Data supplied
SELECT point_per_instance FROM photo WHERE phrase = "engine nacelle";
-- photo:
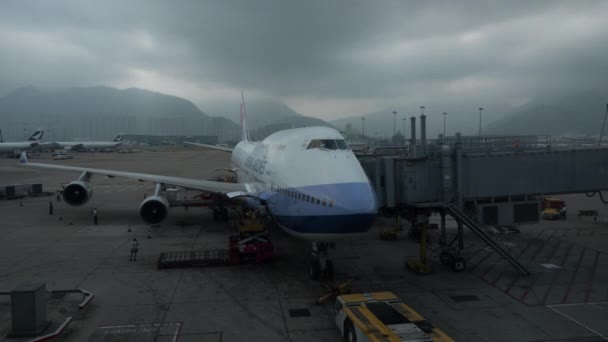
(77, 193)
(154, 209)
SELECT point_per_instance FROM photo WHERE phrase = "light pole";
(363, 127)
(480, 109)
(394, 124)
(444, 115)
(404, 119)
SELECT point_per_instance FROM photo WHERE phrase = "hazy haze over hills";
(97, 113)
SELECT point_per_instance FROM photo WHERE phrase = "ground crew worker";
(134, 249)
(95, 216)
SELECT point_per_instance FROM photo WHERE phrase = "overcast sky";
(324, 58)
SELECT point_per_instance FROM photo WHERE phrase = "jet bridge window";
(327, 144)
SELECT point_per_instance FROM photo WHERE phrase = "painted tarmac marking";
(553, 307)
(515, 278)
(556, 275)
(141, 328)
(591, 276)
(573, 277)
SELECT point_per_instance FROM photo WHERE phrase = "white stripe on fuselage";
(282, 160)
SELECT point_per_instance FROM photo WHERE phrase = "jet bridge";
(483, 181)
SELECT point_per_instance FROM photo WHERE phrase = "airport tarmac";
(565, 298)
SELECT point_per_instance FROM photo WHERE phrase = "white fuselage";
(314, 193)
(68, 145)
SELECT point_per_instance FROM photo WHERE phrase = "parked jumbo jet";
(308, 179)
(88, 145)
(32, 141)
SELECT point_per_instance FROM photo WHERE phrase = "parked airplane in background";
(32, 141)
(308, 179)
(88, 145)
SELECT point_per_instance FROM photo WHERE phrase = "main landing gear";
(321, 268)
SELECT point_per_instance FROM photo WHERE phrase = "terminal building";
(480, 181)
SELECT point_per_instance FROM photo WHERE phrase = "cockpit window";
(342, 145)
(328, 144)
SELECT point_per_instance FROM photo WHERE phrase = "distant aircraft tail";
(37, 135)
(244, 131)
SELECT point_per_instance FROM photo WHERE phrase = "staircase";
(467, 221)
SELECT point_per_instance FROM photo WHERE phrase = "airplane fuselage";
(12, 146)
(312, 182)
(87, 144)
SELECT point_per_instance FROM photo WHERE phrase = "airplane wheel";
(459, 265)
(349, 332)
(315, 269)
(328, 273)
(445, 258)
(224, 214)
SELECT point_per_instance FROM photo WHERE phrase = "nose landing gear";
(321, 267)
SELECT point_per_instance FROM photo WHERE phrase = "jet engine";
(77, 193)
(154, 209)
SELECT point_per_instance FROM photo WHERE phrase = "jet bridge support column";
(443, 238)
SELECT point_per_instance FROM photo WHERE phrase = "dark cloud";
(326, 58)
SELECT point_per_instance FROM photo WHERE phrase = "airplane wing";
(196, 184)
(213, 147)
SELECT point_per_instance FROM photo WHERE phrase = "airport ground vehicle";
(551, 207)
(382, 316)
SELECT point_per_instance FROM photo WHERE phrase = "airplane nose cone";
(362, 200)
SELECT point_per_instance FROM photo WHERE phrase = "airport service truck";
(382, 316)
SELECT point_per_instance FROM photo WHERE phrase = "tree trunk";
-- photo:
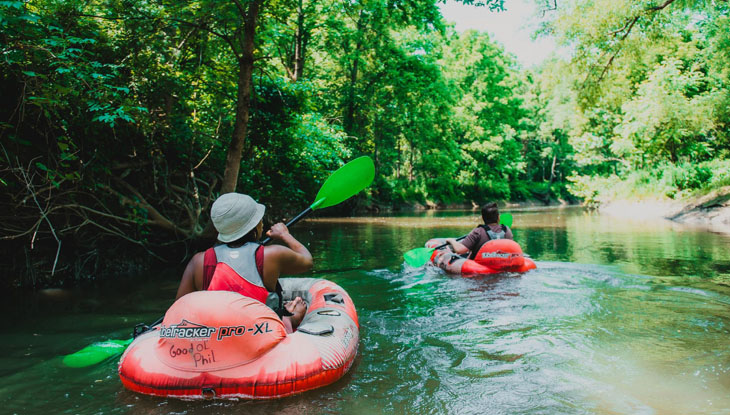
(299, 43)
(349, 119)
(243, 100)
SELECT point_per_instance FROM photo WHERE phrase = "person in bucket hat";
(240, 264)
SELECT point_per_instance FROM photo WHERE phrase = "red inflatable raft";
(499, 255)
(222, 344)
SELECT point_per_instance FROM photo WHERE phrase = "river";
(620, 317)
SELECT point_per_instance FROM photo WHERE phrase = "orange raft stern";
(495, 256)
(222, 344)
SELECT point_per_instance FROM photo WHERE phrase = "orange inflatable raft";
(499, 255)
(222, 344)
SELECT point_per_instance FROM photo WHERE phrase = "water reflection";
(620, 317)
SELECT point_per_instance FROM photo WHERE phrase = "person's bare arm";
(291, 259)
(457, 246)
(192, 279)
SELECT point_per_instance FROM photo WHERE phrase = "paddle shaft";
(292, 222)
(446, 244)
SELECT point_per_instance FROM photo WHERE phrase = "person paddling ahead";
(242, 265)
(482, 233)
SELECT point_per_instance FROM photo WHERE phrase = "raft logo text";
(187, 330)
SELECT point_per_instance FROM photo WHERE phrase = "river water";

Exercise prompt
If a record above contains a picture, leave the picture out and transcribe everything else exactly.

Expected answer
SELECT point_per_instance FROM photo WHERE phrase = "engine nacelle";
-- photo:
(77, 193)
(154, 209)
SELECT point_per_instance FROM photo WHERE phrase = "light pole";
(363, 127)
(480, 109)
(394, 124)
(444, 115)
(404, 119)
SELECT point_per_instance FROM photo WHERE phrase = "hazy haze over hills";
(97, 113)
SELECT point_per_instance FROM photo WHERE phrase = "ground crew worker";
(134, 249)
(95, 216)
SELECT point_per_instance FROM photo WHERE phrase = "overcast sky";
(324, 58)
SELECT point_per_instance FROM photo WHERE phrase = "jet bridge window";
(327, 144)
SELECT point_per_instance FROM photo WHERE phrase = "painted tarmac marking";
(553, 307)
(515, 278)
(556, 275)
(141, 328)
(591, 276)
(573, 277)
SELECT point_per_instance FROM photo WHERE phrase = "white stripe on fuselage";
(282, 160)
SELECT point_per_instance FROM photo WHERE phrase = "jet bridge";
(483, 181)
SELECT point_per_instance FROM photo WHERE phrase = "airport tarmac";
(565, 298)
SELECT point_per_instance FROM photo WHERE phrase = "white fuselage";
(314, 193)
(68, 145)
SELECT point_per_instance FROM photo WHERE phrase = "parked jumbo jet";
(308, 179)
(88, 145)
(32, 141)
SELECT point_per_instance FROM photo WHERE phrase = "parked airplane in background";
(32, 141)
(308, 179)
(88, 145)
SELECT point_per_instance FROM photo WHERE phrase = "main landing gear";
(321, 268)
SELECT point_per_instance FROM photo WHERE phrase = "terminal building";
(480, 181)
SELECT point_per_instance FROM photo WHERE phrase = "cockpit window";
(342, 145)
(328, 144)
SELECT point_per_instance FROM photo WHERE phrase = "distant aircraft tail";
(37, 135)
(244, 131)
SELECT point_per_instance FROM photo WHERE phrase = "staircase";
(467, 221)
SELECT point_per_instance FROM photo WHERE phrase = "airplane fuselage";
(12, 146)
(312, 182)
(87, 144)
SELECT point_per_instance FROM photo WHERE phrase = "airplane wheel";
(459, 265)
(349, 332)
(315, 269)
(328, 273)
(445, 258)
(224, 214)
SELECT point_per_instance FROM photo WHERE phrase = "nose landing gear";
(321, 267)
SELECT point_per_instance FROM photo WHERE phrase = "jet engine";
(77, 193)
(154, 209)
SELECT point_per_instance FROM photo WHERE phrase = "jet bridge support column";
(443, 238)
SELECT point_per_instance FROM photo WHERE phrase = "dark cloud";
(326, 58)
SELECT point_per_instance FROM photo WHERE phrase = "airplane wing";
(196, 184)
(213, 147)
SELECT point_per_instance FROM photo WHERE phrase = "airport ground vehicle";
(551, 207)
(382, 316)
SELECT point_per_instance FROM photo WHERE phrase = "airplane nose cone";
(362, 200)
SELECT point_per_instance FROM photo WHERE phrase = "airport service truck";
(382, 316)
SELECT point_per_instance FROM photo WHERE phrase = "tree trunk";
-- photo:
(299, 43)
(349, 119)
(243, 100)
SELECT point_per_instance FROM photo WHERE phrase = "person in bucket hat";
(240, 264)
SELECT point_per_instance FROM photo WHERE phrase = "red inflatable raft";
(499, 255)
(222, 344)
SELECT point_per_instance FROM photo WHERE phrase = "river";
(620, 317)
SELECT point_per_instance FROM photo WHERE phrase = "orange raft stern";
(495, 256)
(222, 344)
SELECT point_per_instance FROM photo WHERE phrase = "orange inflatable raft";
(499, 255)
(222, 344)
SELECT point_per_instance FROM photo WHERE phrase = "water reflection";
(620, 317)
SELECT point_per_instance FROM photo WHERE phrase = "person's bare arm";
(291, 259)
(457, 246)
(192, 279)
SELECT point_per_instance FROM photo WHERE phrase = "paddle shaft";
(292, 222)
(446, 244)
SELECT point_per_instance FROM photo WHERE phrase = "person paddling ahead";
(242, 265)
(482, 233)
SELECT point_per_instance FROM photo WHERE phrase = "raft logo text";
(187, 330)
SELECT point_per_instance FROM photo WHERE phrase = "river water";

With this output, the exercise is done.